What needs to be done: Lines in the listing below may contain the word "mirror". State how many do, and nothing more.
■ ■ ■
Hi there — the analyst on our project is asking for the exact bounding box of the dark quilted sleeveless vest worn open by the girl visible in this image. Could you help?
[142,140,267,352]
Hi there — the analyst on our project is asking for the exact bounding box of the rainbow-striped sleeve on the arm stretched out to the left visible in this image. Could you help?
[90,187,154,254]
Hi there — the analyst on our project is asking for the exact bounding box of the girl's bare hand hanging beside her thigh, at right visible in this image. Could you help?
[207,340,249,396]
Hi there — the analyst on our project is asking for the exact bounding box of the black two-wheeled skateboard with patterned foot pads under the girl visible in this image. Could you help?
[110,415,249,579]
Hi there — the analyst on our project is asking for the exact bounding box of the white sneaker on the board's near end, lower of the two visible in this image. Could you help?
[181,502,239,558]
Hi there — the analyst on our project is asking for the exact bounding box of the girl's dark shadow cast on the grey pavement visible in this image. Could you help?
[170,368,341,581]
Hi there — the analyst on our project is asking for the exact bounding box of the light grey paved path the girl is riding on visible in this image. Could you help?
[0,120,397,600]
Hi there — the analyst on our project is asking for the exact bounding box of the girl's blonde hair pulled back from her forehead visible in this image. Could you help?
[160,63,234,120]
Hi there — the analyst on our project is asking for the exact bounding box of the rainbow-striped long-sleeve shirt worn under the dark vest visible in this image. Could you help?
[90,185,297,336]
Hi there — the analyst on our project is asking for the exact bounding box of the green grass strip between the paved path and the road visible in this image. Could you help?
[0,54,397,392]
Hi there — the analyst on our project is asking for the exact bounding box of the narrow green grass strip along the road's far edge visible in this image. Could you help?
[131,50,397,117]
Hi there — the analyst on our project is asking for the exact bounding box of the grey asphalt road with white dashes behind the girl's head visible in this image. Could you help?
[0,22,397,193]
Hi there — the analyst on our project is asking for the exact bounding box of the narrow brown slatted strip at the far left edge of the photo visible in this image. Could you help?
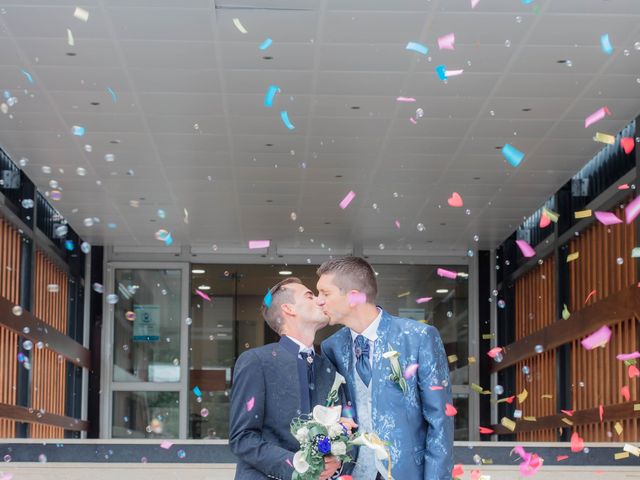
[0,217,22,438]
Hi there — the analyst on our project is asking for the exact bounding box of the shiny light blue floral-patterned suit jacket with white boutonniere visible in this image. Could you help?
[322,311,453,480]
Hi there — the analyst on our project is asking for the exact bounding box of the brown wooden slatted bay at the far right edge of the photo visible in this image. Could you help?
[569,204,640,442]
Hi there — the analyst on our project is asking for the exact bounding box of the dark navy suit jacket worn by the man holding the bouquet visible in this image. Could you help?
[229,337,336,480]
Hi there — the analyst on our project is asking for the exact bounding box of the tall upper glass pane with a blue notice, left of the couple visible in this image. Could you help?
[113,269,182,382]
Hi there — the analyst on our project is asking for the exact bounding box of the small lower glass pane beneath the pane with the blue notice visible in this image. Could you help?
[113,392,180,438]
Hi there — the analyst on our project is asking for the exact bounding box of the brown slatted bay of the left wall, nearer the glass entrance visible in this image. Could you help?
[31,251,69,438]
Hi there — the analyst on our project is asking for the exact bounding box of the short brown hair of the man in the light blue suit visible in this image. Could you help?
[316,257,378,303]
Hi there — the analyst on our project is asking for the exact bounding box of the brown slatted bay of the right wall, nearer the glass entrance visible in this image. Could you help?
[513,257,556,442]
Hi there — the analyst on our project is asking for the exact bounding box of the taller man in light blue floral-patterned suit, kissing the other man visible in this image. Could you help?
[317,257,453,480]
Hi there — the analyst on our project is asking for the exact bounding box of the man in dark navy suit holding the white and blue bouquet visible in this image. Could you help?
[229,277,348,480]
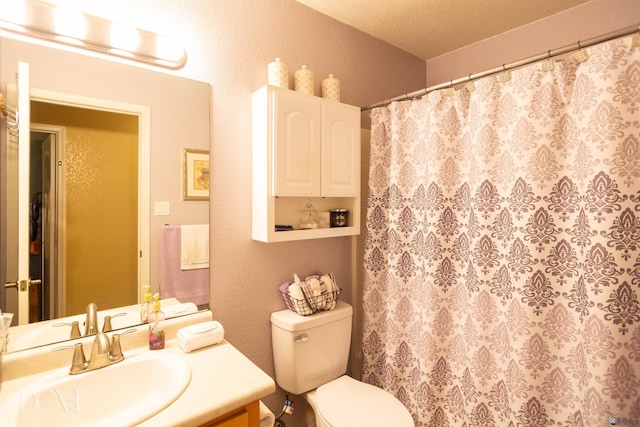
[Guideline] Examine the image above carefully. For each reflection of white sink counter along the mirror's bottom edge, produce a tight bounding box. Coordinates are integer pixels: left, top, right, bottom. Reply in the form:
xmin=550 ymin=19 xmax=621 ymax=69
xmin=9 ymin=310 xmax=140 ymax=351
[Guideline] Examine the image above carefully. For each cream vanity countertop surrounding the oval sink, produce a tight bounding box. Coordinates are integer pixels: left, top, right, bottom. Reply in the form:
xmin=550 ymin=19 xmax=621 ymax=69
xmin=0 ymin=312 xmax=275 ymax=427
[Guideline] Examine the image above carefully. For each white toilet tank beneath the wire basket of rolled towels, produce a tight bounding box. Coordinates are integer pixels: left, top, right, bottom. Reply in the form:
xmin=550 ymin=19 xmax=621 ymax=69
xmin=271 ymin=301 xmax=353 ymax=394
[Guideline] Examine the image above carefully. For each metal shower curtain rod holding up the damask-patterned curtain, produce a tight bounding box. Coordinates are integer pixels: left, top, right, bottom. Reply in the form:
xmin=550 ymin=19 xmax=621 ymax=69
xmin=362 ymin=24 xmax=640 ymax=111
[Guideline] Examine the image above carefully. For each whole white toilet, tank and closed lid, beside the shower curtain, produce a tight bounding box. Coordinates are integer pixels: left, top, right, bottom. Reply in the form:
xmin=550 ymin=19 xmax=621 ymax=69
xmin=271 ymin=301 xmax=414 ymax=427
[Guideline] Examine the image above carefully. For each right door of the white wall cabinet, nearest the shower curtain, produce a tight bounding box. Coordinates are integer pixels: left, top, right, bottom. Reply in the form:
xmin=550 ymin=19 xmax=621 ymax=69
xmin=321 ymin=102 xmax=360 ymax=197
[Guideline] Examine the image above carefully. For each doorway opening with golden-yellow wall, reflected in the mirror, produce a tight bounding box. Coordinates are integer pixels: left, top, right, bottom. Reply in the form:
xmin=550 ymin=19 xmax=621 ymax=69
xmin=31 ymin=101 xmax=138 ymax=317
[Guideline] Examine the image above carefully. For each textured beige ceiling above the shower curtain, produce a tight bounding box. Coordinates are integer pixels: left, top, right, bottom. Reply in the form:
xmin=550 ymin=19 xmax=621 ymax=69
xmin=297 ymin=0 xmax=589 ymax=60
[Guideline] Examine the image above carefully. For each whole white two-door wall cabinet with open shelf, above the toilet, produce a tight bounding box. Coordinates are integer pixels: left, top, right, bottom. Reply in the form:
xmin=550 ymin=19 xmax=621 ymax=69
xmin=252 ymin=85 xmax=361 ymax=242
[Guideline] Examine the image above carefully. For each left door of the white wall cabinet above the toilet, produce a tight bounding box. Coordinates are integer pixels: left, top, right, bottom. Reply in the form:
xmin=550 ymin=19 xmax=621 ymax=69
xmin=273 ymin=92 xmax=322 ymax=197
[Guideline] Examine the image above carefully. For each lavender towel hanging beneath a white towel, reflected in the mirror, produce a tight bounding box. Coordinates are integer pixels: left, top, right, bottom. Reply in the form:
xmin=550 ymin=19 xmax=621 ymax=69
xmin=160 ymin=226 xmax=209 ymax=305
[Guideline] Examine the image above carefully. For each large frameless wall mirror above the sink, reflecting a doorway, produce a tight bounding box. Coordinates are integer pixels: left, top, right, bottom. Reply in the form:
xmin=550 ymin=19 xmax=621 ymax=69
xmin=0 ymin=37 xmax=211 ymax=350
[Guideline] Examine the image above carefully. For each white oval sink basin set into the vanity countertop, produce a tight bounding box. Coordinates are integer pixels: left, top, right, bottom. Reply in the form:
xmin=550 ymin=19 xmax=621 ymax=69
xmin=0 ymin=350 xmax=191 ymax=427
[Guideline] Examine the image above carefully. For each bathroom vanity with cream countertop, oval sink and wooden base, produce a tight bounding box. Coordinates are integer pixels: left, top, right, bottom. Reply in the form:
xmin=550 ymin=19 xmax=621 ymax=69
xmin=0 ymin=311 xmax=275 ymax=427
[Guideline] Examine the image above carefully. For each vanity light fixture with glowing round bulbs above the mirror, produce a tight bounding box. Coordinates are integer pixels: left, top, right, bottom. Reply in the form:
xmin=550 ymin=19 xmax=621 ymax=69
xmin=0 ymin=0 xmax=187 ymax=69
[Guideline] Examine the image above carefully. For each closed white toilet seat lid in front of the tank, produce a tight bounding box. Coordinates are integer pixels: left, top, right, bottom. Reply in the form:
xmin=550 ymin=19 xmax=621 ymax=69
xmin=316 ymin=375 xmax=414 ymax=427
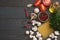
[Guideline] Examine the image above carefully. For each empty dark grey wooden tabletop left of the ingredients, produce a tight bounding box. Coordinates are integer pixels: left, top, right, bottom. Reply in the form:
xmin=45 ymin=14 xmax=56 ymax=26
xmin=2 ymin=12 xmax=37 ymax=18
xmin=0 ymin=0 xmax=60 ymax=40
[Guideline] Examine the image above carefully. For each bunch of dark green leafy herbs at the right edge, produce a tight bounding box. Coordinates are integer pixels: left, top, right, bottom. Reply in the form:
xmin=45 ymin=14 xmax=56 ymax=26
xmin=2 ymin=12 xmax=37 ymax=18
xmin=50 ymin=10 xmax=60 ymax=31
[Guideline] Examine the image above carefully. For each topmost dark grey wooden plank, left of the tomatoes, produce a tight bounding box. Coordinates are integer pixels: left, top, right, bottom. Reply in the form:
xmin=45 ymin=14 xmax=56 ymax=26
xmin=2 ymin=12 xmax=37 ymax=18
xmin=0 ymin=0 xmax=34 ymax=7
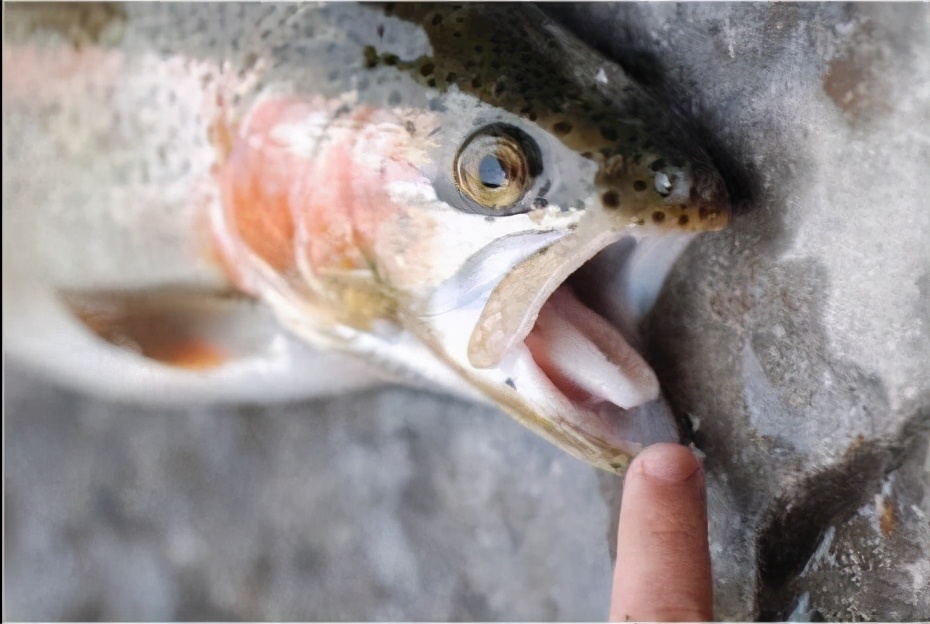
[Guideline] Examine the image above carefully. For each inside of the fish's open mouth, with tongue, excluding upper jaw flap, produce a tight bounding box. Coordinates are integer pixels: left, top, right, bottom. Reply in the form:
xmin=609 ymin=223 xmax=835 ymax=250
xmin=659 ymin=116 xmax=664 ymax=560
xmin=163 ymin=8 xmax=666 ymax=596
xmin=482 ymin=234 xmax=693 ymax=464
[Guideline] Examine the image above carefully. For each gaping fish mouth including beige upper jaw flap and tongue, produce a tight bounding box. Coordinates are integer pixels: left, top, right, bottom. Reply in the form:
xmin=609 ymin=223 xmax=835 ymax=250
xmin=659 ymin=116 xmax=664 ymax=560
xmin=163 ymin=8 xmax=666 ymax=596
xmin=426 ymin=173 xmax=729 ymax=471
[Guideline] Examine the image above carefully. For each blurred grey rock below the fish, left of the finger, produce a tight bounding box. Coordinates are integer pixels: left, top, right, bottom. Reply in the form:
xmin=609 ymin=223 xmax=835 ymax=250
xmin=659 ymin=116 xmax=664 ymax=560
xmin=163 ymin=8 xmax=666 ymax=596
xmin=3 ymin=366 xmax=611 ymax=621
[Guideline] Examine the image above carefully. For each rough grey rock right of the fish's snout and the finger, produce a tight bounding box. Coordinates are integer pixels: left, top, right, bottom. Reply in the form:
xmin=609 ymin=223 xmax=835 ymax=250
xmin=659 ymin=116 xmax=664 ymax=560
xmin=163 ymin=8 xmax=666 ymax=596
xmin=551 ymin=4 xmax=930 ymax=621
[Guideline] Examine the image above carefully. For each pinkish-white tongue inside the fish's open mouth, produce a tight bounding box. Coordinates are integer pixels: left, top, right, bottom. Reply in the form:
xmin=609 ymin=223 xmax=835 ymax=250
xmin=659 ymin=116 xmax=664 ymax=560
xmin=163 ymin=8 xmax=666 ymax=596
xmin=526 ymin=284 xmax=659 ymax=409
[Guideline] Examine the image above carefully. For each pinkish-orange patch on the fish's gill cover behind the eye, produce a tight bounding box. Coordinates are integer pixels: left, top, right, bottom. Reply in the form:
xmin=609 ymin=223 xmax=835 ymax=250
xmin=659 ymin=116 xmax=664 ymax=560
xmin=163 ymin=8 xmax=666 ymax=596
xmin=217 ymin=97 xmax=419 ymax=290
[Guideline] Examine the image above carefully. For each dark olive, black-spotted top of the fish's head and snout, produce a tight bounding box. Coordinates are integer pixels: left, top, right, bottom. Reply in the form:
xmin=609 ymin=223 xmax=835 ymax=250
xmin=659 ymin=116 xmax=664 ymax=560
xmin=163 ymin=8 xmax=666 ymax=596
xmin=365 ymin=3 xmax=727 ymax=231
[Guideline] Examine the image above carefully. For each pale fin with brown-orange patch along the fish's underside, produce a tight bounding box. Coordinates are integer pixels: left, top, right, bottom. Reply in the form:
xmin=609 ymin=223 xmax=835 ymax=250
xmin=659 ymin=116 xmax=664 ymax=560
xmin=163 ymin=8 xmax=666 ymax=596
xmin=4 ymin=288 xmax=383 ymax=405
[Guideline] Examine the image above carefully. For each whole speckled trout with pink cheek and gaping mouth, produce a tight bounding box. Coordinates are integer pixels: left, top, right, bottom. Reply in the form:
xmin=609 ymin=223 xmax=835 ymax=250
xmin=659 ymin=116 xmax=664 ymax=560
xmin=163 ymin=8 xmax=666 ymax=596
xmin=3 ymin=2 xmax=731 ymax=473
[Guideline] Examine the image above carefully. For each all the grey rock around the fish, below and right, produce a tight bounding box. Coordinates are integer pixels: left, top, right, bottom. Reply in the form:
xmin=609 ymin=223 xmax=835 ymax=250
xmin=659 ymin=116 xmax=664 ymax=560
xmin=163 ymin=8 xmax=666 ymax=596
xmin=4 ymin=3 xmax=930 ymax=621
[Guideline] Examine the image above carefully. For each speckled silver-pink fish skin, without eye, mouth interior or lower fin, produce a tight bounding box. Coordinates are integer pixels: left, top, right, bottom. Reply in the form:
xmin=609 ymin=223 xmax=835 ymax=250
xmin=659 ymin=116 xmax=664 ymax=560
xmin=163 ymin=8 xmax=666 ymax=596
xmin=4 ymin=4 xmax=728 ymax=469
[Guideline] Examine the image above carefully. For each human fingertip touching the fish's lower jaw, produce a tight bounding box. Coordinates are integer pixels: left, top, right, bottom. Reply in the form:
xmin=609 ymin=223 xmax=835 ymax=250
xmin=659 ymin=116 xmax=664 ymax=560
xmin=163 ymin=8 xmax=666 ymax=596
xmin=610 ymin=444 xmax=713 ymax=622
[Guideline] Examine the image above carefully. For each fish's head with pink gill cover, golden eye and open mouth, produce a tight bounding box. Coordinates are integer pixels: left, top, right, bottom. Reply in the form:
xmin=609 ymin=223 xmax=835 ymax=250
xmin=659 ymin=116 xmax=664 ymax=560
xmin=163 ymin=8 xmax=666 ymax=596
xmin=208 ymin=5 xmax=729 ymax=471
■ ■ ■
Expected answer: 5